--- Source records ---

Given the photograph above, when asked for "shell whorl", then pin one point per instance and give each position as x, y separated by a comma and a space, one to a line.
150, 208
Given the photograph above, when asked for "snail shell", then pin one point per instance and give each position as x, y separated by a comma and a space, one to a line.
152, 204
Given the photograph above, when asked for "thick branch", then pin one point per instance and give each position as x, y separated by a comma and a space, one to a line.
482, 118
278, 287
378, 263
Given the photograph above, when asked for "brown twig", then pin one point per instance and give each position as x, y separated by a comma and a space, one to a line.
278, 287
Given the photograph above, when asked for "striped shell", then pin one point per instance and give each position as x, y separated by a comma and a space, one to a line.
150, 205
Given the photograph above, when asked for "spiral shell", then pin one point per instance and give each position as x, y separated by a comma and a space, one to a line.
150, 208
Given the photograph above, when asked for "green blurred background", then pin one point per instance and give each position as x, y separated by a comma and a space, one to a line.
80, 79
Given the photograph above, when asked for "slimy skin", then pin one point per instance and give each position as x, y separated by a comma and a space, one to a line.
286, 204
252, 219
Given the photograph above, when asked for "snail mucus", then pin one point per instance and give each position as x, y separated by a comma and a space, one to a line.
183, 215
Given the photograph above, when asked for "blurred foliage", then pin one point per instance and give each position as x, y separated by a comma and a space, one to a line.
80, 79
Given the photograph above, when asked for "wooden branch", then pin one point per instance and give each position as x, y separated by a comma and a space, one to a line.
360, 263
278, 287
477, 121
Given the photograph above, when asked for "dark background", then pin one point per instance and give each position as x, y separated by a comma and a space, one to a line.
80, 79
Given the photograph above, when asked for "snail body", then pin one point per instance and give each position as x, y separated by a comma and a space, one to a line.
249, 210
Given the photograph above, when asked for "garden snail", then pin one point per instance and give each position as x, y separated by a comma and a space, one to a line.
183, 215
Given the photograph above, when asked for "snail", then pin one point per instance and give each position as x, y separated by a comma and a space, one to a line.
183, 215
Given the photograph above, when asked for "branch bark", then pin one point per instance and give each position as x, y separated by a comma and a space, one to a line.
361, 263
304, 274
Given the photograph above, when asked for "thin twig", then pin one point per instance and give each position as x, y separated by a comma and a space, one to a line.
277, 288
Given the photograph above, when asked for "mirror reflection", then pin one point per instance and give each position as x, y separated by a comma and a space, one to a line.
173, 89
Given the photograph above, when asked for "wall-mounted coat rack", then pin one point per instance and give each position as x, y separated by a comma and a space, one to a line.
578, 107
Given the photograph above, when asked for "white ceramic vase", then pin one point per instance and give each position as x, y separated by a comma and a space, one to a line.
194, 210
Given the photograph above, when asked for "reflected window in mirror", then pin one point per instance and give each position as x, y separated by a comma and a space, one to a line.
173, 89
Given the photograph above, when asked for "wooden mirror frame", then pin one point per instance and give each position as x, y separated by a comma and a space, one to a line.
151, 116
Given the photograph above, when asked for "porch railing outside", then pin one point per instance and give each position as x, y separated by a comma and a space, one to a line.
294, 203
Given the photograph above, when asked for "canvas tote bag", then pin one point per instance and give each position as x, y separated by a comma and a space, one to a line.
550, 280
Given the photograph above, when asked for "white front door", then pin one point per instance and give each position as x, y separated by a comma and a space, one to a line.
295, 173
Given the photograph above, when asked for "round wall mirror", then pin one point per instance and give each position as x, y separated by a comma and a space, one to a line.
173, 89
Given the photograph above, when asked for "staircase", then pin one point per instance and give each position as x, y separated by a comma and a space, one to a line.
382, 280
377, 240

---

About this task: Using the entries above, please restate each one word for word.

Solved problem:
Given the photograph above, when asked for "shell whorl", then pin one point per instance and give each position as x, y separated by a comma and a space, one to a line.
150, 208
Given the photograph above, when asked for "snail shell", then pin one point per instance and give each position as x, y separated by a comma and a space, one to a line.
152, 204
Given the photograph above, when asked for "thick branch", then pin one point per instance and give each position as x, y separated by a comma and a space, one to a line.
482, 118
278, 287
378, 263
Given the photograph above, when asked for "brown twig", then pin one point per instance and give each position as x, y separated by a comma and a space, one to a line.
278, 287
Given the photograph above, when asked for "striped shell", then pin one point per instance and give each position as x, y separated by a comma and a space, one to a line.
150, 205
Given the photograph above, when asked for "spiral shell", then pin one point per instance and give each position as x, y separated by a comma and a space, one to a line.
150, 208
Given the photograph above, when asked for "green blurred background", then pin one point per instance and give each position as x, y separated by a comma and a space, one to a line.
80, 79
Given the photograph above, when asked for "slimy skin", then pin one point per instance and give each position as x, y separated by a comma and a space, one to a line.
286, 204
252, 219
Given the photograph above, when asked for "snail mucus", then pin one point per instance and give each position as x, y separated by a comma and a space, one to a line.
183, 215
Given the photograph above, when asked for "blurred foliage", then pin one point per instance and give each position as x, y separated by a comma and a space, one to a line.
80, 79
Given the photograph above, when asked for "wooden branch", then pin one point per instance and give each position as x, y separated by a comma and a space, one to a line.
360, 263
278, 287
477, 121
Given the photograph above, when asked for "dark background", then pin one point per instance and give each position as x, y separated by a comma and a space, one to a line.
80, 79
Given the photograph above, when asked for "snail body", then pin one point per instance and give each position as x, y separated by a comma and a space, one to a line.
249, 210
Given the photograph above, when asked for "garden snail", then pin one point per instance and give each position as x, y separated by a comma and a space, one to a line.
183, 215
Given the photograph above, when asked for "snail", then pin one point per instance and give each position as x, y separated by a comma and a space, one to a line.
183, 215
Given the photograph above, when asked for "branch bark", then pin one point per instance and give each position as x, y separated by a comma and a space, one to a line.
361, 263
304, 274
Given the photograph above, when asked for "thin twig", then pin one point per instance and give each position as x, y separated by a comma and a space, one to a line.
277, 288
Given the photograph above, when asked for "mirror reflection", then pin one point per instance and give each position as x, y separated by a comma and a space, one to a line.
173, 89
Given the photograph above, when asked for "wall-mounted coat rack", then pin one point per instance and give each position as x, y separated by a comma and a space, one to a line.
578, 107
Given the photograph above, when asked for "white ceramic vase", then pin one point per instance and give each position as x, y separated by a comma and a space, one to a line.
194, 210
Given the photograph above, when asked for "reflected window in mirror", then pin one point per instance and give each position as x, y separated by a comma and a space, one to a line.
173, 89
Given the photograph above, when asked for "wooden mirror frame", then pin one point per instance and give each position as x, y separated by a comma and a space, one to a line.
151, 116
Given the photograph above, when asked for "porch railing outside", then pin one point per instance and give each position as x, y separated by a comma and a space, one to a line.
294, 203
Given the photograph above, when asked for "canvas tote bag", then pin one point per instance and give each position as x, y separated by a comma and a space, one to a line.
550, 280
Given the photograph above, when asked for "white front door", then pin one point per instance and give each position as x, y separated by a comma and a space, one to a line.
295, 173
Given the photograph above, when asked for "round wall mirror", then pin one point per instance and give each position as x, y separated by a comma and a space, one to a line.
173, 89
Given the photograph above, when asked for "staircase", then pin one point per instance and give each position as x, y separated by a comma and a space, one to a line.
382, 280
377, 240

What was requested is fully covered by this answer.